• _Text for analysis_:
════

Decision expected soon in the Providence lawsuit.

As regular Monitor Monday listeners know, we have been closely tracking the progress of data analysis firm Integra Med Analytics’ whistleblower lawsuit against Providence Health and its consultant J.A. Thomas and Associates, Inc. (JATA), alleging a conspiracy between Providence and JATA to upcode for major complications or comorbidities (MCCs). Although the federal government declined to join the case in August 2018, Integra Med Analytics has continued to proceed on the government’s behalf, as is its right. 

This case is being closely watched by healthcare industry experts because it is reflective of a growing trend of data analysis firms-turned-whistleblowers reviewing the mountains of Medicare claims data the Centers for Medicare & Medicaid Services (CMS) has made publicly available and launching whistleblower cases when they find patterns in the data that are indicative of fraud. These firms seek to develop independent, non-public information confirming that the patterns were a product of fraud and cannot be explained away by a competing, innocent explanation. 

In this case, Integra alleges that it analyzed seven years’ worth of CMS claims data (from 2011 to 2017) for a subset of Providence hospitals that used JATA as a consultant and found that those hospitals were statistically more likely than other hospitals to add to a hospital claim three secondary diagnoses/MCCs  in particular – encephalopathy, respiratory failure, and malnutrition – that can increase a hospital’s Medicare payments by $1,000 to $25,000 per claim. According to its complaint, Integra conducted what it describes as an exhaustive, multi-faceted investigation, whereby it interviewed former employees of Providence and JATA and reviewed their marketing materials in a bid to show that Providence’s alleged false claims were not only intentional, but part of a systematic effort to boost Medicare revenue. Integra’s complaint is replete with references to internal documents allegedly containing examples of JATA coaching and steering Providence doctors to upcode for CCs and MCCs.

════

• _Study questions_:
a. According to the article on the Providence lawsuit, which years of CMS claims data did Integra analyze?
b. Repeat the article on the Providence lawsuit, starting with "Decision expected soon" and going on through "is its right.".
c. Pick up the article on the Providence lawsuit from where it stops and continue it.

• _Stored items from a collection_:
════

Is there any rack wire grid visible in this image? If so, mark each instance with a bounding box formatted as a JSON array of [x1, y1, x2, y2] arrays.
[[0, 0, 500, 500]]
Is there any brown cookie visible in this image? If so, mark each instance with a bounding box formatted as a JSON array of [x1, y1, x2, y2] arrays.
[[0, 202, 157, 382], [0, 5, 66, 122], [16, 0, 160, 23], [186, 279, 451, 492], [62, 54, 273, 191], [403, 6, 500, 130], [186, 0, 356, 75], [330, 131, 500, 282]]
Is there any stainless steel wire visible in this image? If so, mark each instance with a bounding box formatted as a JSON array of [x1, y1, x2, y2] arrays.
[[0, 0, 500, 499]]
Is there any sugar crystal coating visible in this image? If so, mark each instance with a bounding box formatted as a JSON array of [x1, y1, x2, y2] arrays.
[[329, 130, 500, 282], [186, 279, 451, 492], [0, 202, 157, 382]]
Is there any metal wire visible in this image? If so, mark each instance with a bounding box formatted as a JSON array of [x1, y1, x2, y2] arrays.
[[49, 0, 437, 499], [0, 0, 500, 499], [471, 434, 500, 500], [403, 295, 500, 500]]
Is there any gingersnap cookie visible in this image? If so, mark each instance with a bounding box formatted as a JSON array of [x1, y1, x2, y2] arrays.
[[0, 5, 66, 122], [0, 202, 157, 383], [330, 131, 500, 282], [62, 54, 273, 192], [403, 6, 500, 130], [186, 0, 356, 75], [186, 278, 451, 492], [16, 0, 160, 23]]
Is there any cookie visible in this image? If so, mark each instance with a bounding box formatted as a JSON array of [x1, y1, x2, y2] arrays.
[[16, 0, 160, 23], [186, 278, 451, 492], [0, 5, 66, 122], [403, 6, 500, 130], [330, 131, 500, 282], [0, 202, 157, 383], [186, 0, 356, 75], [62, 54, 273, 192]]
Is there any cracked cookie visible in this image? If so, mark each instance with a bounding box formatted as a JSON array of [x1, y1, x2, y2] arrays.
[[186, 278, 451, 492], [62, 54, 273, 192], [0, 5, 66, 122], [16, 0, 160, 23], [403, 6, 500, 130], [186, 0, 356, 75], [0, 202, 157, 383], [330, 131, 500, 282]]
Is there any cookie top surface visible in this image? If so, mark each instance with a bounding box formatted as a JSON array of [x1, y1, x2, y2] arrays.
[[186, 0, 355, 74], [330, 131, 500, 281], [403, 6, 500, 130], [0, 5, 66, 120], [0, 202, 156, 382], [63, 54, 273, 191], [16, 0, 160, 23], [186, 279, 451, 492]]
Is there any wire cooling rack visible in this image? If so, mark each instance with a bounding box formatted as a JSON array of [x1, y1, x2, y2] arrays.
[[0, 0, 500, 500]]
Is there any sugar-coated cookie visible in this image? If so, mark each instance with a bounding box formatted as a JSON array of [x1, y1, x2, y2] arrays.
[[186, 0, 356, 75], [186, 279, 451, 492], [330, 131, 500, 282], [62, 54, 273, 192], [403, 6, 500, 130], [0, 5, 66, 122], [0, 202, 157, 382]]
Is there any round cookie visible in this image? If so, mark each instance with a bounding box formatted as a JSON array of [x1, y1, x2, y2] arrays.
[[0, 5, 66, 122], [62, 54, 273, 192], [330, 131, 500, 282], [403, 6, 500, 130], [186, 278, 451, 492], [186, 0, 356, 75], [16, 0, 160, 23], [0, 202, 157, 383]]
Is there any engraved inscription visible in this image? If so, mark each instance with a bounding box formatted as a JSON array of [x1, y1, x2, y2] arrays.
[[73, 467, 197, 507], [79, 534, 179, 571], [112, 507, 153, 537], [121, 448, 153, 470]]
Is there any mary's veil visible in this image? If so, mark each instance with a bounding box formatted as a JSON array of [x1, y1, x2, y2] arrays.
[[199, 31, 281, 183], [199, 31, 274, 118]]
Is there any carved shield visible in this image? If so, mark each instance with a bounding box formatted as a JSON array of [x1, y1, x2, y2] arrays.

════

• _Answers to the tasks_:
a. Integra analyzed seven years of CMS claims data, from 2011 to 2017.

b.
Decision expected soon in the Providence lawsuit.

As regular Monitor Monday listeners know, we have been closely tracking the progress of data analysis firm Integra Med Analytics’ whistleblower lawsuit against Providence Health and its consultant J.A. Thomas and Associates, Inc. (JATA), alleging a conspiracy between Providence and JATA to upcode for major complications or comorbidities (MCCs). Although the federal government declined to join the case in August 2018, Integra Med Analytics has continued to proceed on the government’s behalf, as is its right.

c.
Last week, federal judge Philip Gutierrez heard oral argument from the parties on Providence Health’s and JATA’s motions to dismiss the case. The defendants’ primary argument is that Integra’s lawsuit is precluded by the False Claims Act’s public disclosure bar, which seeks to prevent parasitic whistleblowers that simply read about a fraud scheme in the press from filing a case and sharing in the government’s recovery. The public disclosure bar allows the judge to dismiss a whistleblower case if it is based on information already in the public domain, unless the whistleblower is the original source of the information. 

According to the defendants’ argument, by relying on Medicare claims data, and given the prevalence of public U.S. Department of Health and Human Services (HHS) Office of Inspector General (OIG) reports regarding the incorrect coding of particular MCCs for conditions such as Kwashiorkor, Integra has simply repurposed publicly available information to file its complaint, and it should be dismissed. In response, Integra argues that it has supplied ample non-public information in the form of internal JATA documents and statements from former JATA employees demonstrating that the alleged upcoding was part of an intentional effort to improperly boost Medicare reimbursement. After hearing the parties’ arguments, the judge did not issue a ruling, but instead took the matter under submission.

The next day, Judge Gutierrez issued an order asking the parties to provide supplemental briefs on two issues arising from the oral arguments, and in so doing he has given us a good sense of where he may be leaning in terms of his ultimate decision. In his supplemental order, Judge Gutierrez noted that he was not convinced by defendants’ argument that all information generally available online can constitute “news media” that has been publicly disclosed. In an era in which most traditional print journalism has moved online to join the growing proliferation of news websites of unknown origins, including corporate outlets masquerading as objective journalism and a vast array of social media platforms on which individuals and organizations can self-publish, it can be difficult to determine where to draw the line between legitimate news media (of which the government can be expected to have taken notice) and information that can be relegated to the general background noise of the Internet. Judge Gutierrez, who is clearly grappling with this question, has sought additional briefing from the parties on how to create a workable standard.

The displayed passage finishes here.